→ **Text for analysis**:

Jenna Rainey is an artist and entrepreneur with her own southern California design agency, Mon Voir. Her business specializes in illustration, watercolor, and calligraphy, for events, stationery, fabrics, and branding products. She also teaches workshops and lessons out of her agency studio and abroad.
How and when did your journey as an artist begin?
Did you start out in illustration or watercolor/painting? I grew up painting — my mom and both grandmothers were acrylic painters, so I grew up always around art supplies. It was always just a hobby, but that’s where I attribute where I learned to not be afraid of art supplies and to just put paint on paper. When I actually started working towards a career, I started with pointed pen calligraphy and illustration and getting hired for jobs that reflected those mediums. Watercolor came about a year into my career and I haven’t been able to look back since!
How has your art evolved over the years?
I feel like we’re always changing and finding our voice whether it’s in style, relationships, careers, and with my art it’s been the same. Because I started just painting and doing calligraphy for myself and teaching myself as I went, I’m constantly learning and improving my technique and who I am as an artist.
Have you always wanted to make a career out of your artistic passion?
I actually went to school originally thinking I’d do music, then switched my major to psychology and wanted to be a music therapist. But I was terrible at school, so I knew I couldn’t go on for more school to become a therapist. My career as an artist was completely random. I was working at an office job at the time [and] hated it. I’d come home every night and just paint. I was teaching myself calligraphy at the time, illustrating things I just had a passion for, and eventually started posting my work on Instagram. People started hiring me, and here we are today!
How and when did your journey as a business owner begin? How has your business developed?

→ **Brief**: Please print the passage of the Jenna Rainey interview that starts at the words "How and when did your journey as an" and stops after "look back since!", copying it word for word.

→ **Dataset extract**:
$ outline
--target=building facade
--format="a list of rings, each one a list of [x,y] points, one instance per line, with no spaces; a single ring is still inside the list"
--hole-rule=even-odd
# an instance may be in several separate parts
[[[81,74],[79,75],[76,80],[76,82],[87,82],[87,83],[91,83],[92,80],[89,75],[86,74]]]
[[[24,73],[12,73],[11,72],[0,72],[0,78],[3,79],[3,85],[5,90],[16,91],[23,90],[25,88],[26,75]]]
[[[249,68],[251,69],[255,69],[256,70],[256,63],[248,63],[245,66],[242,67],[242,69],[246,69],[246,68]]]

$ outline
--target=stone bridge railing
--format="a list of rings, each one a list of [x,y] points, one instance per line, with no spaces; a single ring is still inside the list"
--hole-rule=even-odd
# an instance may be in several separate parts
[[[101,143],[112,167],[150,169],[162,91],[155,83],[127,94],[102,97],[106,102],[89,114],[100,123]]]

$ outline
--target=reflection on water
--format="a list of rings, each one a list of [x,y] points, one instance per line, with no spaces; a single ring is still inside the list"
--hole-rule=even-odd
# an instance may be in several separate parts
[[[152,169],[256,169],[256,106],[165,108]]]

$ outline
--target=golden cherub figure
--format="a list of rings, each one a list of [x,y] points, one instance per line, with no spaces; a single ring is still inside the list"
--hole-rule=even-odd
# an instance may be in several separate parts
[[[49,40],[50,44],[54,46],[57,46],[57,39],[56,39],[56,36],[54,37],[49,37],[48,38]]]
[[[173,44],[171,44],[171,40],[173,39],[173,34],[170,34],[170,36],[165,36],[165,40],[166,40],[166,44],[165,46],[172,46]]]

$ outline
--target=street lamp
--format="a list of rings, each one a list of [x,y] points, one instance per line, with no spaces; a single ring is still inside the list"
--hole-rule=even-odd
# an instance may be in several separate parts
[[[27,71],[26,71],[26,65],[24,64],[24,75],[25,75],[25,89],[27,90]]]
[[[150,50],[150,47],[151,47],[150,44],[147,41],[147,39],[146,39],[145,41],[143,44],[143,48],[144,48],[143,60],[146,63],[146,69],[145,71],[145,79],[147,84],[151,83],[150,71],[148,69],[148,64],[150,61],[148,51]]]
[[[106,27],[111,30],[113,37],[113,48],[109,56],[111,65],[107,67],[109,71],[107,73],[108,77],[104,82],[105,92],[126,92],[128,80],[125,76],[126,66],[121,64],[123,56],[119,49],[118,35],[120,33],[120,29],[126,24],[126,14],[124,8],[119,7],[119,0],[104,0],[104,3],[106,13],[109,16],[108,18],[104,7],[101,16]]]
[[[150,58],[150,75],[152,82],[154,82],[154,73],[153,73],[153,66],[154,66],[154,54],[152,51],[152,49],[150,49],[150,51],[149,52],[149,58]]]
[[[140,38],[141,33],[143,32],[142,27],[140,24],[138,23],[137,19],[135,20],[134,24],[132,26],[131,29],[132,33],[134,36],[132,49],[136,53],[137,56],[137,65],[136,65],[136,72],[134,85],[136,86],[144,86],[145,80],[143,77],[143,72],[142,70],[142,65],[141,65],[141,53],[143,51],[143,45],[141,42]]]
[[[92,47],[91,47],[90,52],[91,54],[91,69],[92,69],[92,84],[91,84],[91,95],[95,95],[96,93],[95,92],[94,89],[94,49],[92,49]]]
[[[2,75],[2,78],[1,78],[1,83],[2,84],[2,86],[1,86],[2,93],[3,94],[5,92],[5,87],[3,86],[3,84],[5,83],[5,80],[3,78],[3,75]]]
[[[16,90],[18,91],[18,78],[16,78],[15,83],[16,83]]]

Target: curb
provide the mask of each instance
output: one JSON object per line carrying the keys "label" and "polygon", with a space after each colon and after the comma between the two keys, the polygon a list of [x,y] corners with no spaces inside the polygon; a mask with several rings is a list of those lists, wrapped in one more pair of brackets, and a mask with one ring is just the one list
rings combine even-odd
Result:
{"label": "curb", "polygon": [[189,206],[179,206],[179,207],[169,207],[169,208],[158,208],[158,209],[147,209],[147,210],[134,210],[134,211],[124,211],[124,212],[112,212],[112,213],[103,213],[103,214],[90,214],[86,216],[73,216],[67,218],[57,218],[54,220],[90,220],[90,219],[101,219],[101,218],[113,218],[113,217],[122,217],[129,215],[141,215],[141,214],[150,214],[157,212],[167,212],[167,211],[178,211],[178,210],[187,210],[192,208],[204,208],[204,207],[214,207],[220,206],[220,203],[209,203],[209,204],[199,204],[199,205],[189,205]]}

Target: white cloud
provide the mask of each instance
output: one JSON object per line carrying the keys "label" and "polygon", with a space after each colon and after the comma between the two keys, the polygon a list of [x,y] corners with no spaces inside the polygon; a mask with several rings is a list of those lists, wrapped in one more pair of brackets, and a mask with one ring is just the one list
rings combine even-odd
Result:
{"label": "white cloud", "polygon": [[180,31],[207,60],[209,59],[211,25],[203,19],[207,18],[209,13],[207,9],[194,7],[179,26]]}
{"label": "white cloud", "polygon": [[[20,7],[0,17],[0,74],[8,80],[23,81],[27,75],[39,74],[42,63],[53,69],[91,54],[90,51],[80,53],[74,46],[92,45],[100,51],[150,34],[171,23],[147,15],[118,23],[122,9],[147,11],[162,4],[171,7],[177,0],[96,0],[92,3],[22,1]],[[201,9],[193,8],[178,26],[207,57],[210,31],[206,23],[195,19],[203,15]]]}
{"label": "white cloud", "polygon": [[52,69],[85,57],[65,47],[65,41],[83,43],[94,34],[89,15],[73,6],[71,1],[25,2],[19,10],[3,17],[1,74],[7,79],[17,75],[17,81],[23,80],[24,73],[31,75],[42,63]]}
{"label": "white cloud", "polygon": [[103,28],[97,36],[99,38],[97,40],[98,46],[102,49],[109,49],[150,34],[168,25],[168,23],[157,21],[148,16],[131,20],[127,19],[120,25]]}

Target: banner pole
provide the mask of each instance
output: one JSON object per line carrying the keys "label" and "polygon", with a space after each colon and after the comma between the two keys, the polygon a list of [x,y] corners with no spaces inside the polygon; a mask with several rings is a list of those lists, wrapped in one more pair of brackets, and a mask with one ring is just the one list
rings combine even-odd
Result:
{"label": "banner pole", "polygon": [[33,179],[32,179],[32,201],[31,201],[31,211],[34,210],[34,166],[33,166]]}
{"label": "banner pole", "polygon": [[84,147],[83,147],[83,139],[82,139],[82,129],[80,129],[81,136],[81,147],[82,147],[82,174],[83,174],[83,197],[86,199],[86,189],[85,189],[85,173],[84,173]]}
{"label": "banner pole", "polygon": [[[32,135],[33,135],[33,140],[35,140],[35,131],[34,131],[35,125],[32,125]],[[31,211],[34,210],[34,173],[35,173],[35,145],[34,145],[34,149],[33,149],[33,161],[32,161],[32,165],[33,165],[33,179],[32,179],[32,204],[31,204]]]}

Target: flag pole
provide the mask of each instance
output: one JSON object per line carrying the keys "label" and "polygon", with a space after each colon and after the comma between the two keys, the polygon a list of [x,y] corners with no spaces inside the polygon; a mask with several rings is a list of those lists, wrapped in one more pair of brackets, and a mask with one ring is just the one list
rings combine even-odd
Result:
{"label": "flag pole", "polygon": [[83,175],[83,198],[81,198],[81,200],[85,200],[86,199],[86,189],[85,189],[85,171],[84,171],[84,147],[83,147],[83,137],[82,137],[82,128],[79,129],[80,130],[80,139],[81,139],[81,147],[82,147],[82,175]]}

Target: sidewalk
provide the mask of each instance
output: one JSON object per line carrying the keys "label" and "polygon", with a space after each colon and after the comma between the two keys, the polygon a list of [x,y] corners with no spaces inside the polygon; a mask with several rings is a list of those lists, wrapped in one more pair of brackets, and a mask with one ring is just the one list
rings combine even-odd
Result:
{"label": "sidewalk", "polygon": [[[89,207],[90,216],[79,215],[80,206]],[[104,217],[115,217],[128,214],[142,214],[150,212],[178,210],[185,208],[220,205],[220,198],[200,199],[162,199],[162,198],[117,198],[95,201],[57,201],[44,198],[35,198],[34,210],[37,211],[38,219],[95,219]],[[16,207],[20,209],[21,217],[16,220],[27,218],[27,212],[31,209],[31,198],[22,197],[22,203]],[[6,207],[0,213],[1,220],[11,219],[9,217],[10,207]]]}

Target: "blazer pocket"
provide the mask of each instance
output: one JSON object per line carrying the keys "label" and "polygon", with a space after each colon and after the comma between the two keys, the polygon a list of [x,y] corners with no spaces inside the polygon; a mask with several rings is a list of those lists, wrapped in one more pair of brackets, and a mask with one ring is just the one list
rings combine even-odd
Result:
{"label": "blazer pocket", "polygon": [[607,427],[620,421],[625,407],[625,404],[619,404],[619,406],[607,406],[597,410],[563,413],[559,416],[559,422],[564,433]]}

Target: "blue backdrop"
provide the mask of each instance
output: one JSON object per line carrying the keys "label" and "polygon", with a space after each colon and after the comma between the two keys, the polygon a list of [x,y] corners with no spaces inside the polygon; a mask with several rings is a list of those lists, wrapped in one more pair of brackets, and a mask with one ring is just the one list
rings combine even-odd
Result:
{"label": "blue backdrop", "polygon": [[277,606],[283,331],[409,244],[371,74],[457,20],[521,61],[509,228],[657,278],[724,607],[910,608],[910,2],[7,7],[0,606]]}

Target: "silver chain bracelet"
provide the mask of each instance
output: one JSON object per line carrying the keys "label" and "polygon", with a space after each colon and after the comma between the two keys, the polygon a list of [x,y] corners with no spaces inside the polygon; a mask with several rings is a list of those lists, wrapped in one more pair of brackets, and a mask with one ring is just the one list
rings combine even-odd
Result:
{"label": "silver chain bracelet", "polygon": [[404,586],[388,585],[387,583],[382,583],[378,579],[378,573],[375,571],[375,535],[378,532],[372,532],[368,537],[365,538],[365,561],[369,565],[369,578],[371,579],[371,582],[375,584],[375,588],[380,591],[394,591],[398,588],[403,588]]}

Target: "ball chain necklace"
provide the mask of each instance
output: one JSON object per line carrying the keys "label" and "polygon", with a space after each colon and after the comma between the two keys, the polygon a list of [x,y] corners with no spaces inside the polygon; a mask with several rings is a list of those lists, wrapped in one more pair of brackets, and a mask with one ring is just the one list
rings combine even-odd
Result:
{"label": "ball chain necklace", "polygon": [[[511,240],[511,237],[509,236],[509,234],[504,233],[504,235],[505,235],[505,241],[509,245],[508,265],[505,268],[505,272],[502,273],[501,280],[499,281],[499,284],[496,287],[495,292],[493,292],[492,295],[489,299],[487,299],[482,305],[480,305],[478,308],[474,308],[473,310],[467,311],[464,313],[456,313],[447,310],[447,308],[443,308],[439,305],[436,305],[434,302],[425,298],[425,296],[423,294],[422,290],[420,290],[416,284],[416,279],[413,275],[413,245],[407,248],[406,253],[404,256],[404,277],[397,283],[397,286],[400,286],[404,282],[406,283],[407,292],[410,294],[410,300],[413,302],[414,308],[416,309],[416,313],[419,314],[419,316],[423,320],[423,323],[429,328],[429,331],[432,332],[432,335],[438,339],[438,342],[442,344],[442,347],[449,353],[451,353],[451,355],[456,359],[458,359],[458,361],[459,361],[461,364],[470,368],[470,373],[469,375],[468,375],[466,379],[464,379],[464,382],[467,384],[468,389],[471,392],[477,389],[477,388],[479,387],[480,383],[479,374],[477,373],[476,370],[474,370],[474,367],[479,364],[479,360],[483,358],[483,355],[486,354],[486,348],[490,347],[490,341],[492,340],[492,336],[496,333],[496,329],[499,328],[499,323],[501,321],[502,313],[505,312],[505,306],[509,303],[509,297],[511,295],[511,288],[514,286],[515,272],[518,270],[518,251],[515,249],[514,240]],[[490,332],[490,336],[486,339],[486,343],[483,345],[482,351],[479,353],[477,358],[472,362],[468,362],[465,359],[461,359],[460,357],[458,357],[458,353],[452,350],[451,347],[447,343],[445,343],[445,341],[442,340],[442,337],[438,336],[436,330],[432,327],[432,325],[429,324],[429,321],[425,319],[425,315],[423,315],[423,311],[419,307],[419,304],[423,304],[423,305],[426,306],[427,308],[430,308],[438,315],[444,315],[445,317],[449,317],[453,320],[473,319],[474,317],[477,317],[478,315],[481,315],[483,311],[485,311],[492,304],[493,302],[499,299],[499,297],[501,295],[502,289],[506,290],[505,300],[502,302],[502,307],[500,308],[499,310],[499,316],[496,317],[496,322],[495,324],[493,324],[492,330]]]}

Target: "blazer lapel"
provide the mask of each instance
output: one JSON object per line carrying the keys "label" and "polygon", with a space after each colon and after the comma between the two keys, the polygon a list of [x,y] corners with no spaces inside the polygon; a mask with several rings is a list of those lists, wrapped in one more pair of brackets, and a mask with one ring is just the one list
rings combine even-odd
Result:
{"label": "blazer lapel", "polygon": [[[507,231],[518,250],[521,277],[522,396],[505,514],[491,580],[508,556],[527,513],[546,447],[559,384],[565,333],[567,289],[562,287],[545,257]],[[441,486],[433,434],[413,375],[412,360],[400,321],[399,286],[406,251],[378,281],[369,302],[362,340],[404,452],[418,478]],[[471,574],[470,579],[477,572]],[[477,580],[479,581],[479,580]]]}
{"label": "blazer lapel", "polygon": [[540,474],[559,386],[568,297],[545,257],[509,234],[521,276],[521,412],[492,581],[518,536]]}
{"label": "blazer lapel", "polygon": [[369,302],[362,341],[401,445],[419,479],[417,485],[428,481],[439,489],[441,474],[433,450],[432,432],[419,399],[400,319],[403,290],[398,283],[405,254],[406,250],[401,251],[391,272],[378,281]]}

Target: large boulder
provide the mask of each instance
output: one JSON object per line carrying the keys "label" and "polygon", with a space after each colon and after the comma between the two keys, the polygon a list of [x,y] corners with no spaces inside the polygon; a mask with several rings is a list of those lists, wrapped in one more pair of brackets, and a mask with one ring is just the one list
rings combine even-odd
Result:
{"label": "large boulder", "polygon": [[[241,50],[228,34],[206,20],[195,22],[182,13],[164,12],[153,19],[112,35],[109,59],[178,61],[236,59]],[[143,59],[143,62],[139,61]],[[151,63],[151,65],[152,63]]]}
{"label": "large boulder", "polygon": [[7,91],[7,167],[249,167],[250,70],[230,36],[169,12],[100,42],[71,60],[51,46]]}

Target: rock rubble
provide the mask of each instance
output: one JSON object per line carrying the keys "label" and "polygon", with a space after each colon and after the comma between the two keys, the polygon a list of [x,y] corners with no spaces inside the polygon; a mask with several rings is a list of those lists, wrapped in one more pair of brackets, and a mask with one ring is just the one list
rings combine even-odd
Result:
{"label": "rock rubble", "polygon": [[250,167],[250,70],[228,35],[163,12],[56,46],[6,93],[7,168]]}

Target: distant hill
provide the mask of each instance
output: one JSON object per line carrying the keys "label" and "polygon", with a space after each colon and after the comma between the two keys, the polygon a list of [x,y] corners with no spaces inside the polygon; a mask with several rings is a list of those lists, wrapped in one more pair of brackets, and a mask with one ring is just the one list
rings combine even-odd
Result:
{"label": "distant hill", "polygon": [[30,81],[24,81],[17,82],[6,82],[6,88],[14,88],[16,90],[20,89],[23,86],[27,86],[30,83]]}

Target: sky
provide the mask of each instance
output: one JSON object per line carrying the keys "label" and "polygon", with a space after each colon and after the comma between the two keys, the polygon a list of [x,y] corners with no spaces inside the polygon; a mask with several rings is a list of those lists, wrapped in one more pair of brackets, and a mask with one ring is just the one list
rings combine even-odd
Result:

→ **Solution to this task**:
How and when did your journey as an artist begin?
Did you start out in illustration or watercolor/painting? I grew up painting — my mom and both grandmothers were acrylic painters, so I grew up always around art supplies. It was always just a hobby, but that’s where I attribute where I learned to not be afraid of art supplies and to just put paint on paper. When I actually started working towards a career, I started with pointed pen calligraphy and illustration and getting hired for jobs that reflected those mediums. Watercolor came about a year into my career and I haven’t been able to look back since!